═════ DATA FOR PROCESSING

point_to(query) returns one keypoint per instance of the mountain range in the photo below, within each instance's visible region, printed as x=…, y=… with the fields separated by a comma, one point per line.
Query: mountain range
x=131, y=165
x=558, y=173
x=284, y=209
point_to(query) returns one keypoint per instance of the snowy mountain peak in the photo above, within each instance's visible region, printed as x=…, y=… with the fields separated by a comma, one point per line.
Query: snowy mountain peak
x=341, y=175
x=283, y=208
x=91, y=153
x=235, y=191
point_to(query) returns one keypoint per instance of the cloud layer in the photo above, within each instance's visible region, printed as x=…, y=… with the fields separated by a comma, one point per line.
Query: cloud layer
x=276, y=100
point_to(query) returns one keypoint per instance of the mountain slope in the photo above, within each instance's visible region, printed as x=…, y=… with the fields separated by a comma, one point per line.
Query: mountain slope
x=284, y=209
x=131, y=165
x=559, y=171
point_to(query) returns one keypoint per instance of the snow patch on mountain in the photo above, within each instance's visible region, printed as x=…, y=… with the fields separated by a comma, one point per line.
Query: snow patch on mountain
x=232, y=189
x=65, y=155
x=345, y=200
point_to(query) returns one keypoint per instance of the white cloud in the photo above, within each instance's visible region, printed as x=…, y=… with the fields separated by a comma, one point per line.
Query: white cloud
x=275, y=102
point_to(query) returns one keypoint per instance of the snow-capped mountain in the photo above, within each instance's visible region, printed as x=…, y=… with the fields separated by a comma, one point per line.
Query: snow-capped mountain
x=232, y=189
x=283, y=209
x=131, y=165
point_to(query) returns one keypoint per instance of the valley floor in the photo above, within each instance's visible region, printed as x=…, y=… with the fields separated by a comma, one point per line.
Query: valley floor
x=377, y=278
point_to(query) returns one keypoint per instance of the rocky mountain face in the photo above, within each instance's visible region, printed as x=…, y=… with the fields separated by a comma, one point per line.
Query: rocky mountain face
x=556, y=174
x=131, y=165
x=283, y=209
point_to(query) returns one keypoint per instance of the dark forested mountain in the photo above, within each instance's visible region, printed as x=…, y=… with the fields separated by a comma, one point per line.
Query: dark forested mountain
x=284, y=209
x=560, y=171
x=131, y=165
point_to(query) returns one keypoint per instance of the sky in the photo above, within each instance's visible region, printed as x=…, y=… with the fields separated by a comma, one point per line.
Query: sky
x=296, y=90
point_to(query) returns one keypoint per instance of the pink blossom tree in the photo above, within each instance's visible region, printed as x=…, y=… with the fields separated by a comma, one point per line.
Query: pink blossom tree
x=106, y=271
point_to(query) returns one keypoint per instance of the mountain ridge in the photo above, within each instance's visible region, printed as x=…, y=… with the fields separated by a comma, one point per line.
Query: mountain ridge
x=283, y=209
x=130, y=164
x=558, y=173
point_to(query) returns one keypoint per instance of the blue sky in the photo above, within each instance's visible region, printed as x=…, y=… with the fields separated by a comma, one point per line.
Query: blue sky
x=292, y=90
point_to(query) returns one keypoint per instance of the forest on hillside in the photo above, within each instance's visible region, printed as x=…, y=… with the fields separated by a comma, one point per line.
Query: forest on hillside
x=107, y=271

══════════

DIRECTIONS FOR THIS TASK: Return every line above without any change, keeping the original order.

THE SOLUTION:
point_to(query) returns one keypoint per instance of the mountain range in the photo below, within each instance's visible region, printed as x=…, y=… with the fields separated by a comma, one point per line.
Query: mountain range
x=131, y=165
x=558, y=173
x=284, y=209
point_to(query) returns one keypoint per instance of the snowy mountain peak in the photo above, within each instance's visible region, printed as x=…, y=… with the fields separated by a comma, one point per line.
Query: snowy mountain peak
x=341, y=175
x=283, y=208
x=91, y=153
x=235, y=191
point_to(query) returns one keypoint per instance of the cloud layer in the photo above, within each instance's visible region, printed as x=…, y=… with the fields separated by a comma, one point per line.
Query: cloud layer
x=276, y=100
point_to(query) returns one keypoint per instance of the mountain slope in the photo above, within each instance's visible region, printed as x=…, y=… with the fields separated by a comma, one point per line.
Query: mountain slope
x=284, y=209
x=131, y=165
x=559, y=171
point_to(query) returns one keypoint per instance of the snow patch on mountain in the photo above, within each instance's visible region, printed as x=…, y=… with the fields separated by a comma, one point per line.
Query: snow patch on mountain
x=232, y=189
x=65, y=155
x=345, y=200
point_to(query) returns one keypoint per instance of the white cloud in the photo above, within each instance's visible region, printed as x=…, y=… with the fields separated by a comma, one point per line.
Query: white cloud
x=275, y=102
point_to(query) returns one keypoint per instance of the snow-capped mountain in the photo above, within each instance's visible region, printed as x=…, y=… with the fields separated by a comma, one point per line.
Query: snow-capped mountain
x=232, y=189
x=283, y=209
x=131, y=165
point_to(query) returns one keypoint per instance of the valley floor in the photo above, within each instance's visible region, printed as x=…, y=… with the fields separated by a comma, one point per line.
Query: valley floor
x=377, y=278
point_to(query) returns one keypoint per instance of the rocky mountain face in the photo above, within each instance's visible region, printed as x=…, y=… with the fields separated by a comma, one point per line.
Query: rocky mountain face
x=556, y=174
x=131, y=165
x=283, y=209
point_to(query) returns one keypoint per instance of the dark forested mountain in the photo above, within each instance's visible region, printed as x=…, y=… with the fields separated by a comma, one point per line.
Query: dark forested mountain
x=284, y=209
x=560, y=171
x=131, y=165
point_to(query) returns one keypoint per instance of the sky in the photo above, within each instance's visible region, printed as x=…, y=… with the fields separated by a comma, one point per line.
Query: sky
x=296, y=90
point_to(query) returns one keypoint per instance of the pink blossom tree in the photo above, within each instance's visible region, printed as x=…, y=… with the fields separated by a comma, one point per line.
Query: pink blossom tree
x=106, y=271
point_to(query) returns one keypoint per instance of the mountain ridge in the photo above, within each instance's visible region, printed as x=…, y=… with the fields separated by a comma, one point per line.
Query: mountain ridge
x=283, y=209
x=130, y=164
x=558, y=173
point_to(query) returns one keypoint per instance of the blue sky in the photo above, within each instance's visible region, printed as x=…, y=… with the fields separated by a comma, one point per line.
Query: blue sky
x=292, y=90
point_to(query) returns one keypoint per instance of the forest on hillside in the photo above, within each instance's visible region, printed as x=…, y=… with the fields separated by a comma, one point per line.
Query: forest on hillside
x=107, y=271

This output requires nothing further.